***** EXERCISE PASSAGE *****
The people of both these regions have suffered prolonged and oppressive occupation marked by the systematic and serious violations of international human rights bordering on genocide. Both the peoples of Palestine and Kashmir were promised self-determination by the UN in 1948. The Palestinians have not yet attained their state and the Kashmiris have not yet had the opportunity to vote on their preference to either become part of India or Pakistan.
The failure of the UN to enforce its decisions relating to Palestine and Kashmir have directly resulted in the instability of South Asia and Middle East, leading to military conflicts in both these regions. There have been several major military conflicts in the Middle East in the past seven decades and many smaller skirmishes that can be linked in to the failure to provide a homeland for the Palestinian people. Similarly in South Asia, the failure of the UN to provide the right of self-determination to the people of Kashmir has led directly to two major wars between India and Pakistan and the continued struggle by the Kashmiris in IIOJK to free themselves of the yoke of occupation by India. Hundreds of thousands of people have died in these conflicts and millions have been injured. The toll on civilian infrastructure and people’s lives is incalculable.
But death and devastation are not the only consequences of the failure to resolve the question of self-determination of the Palestinian and Kashmiri peoples. Stunted economic growth and lack of economic opportunities and development are the natural results of these unresolved national questions along with the brutal policies of the occupiers. In Palestine, the economy of the West Bank has basically stagnated over the past three decades as the Israeli government has fenced in the Palestinians with the infamous and illegal apartheid wall and with a system of Jewish-only settlements and roads, choking the participation of West Bank Palestinians in the Israeli and other Middle Eastern economies. In IIOJK, the negative economic consequences of the illegal occupation are likewise dire. On top of the indignity of brutal occupation, poverty, unemployment, and the lack of economic opportunity has further aggravated the situation.
As the Palestinians and Kashmiris continue to resist an occupation which has been emboldened by the world’s silence to transform into a settler movement, the Indian and Israeli governments are actively involved in altering the population balance in the occupied territories. Both regimes, led by Hindutva and Zionist ideologies, are conducting what is simply blatant demographic engineering in the Kashmir Valley and Occupied Palestinian Territories (OPTs) by settling more Hindus and Jews in those respective territories, stroking the flames of anger even further.
In attempts to harness more control over both regions and create justifications for occupying those lands, both India and Israel have moved settlers who are not of the majority religion or ethnicity into the occupied territories. Successive Israeli governments have established, maintained, and expanded settlements and their infrastructure in to the Palestinian occupied territory. In order to allow the establishment of those settlements, Israel has extended its domestic legal jurisdiction into occupied Palestine. It has violated the narrow remit it has as an administrator by replacing the jurisdiction of Palestinian courts with Israeli military courts and has transferred its own population into the territory.
***** DATA *****
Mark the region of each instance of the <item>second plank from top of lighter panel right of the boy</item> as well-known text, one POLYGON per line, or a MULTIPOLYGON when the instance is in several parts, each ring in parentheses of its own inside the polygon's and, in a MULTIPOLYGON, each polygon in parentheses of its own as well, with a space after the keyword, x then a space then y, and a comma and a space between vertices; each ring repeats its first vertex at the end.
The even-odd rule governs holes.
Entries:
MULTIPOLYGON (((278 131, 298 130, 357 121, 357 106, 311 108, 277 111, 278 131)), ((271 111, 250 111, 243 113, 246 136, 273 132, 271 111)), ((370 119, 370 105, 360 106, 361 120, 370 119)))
*****
DIRECTIONS |
Translate into Spanish this sentence from the passage on Palestine and Kashmir: "Both the peoples of Palestine and Kashmir were promised self-determination by the UN in 1948."

RESPONSE BELOW |
Tanto al pueblo de Palestina como al de Cachemira la ONU les prometió la autodeterminación en 1948.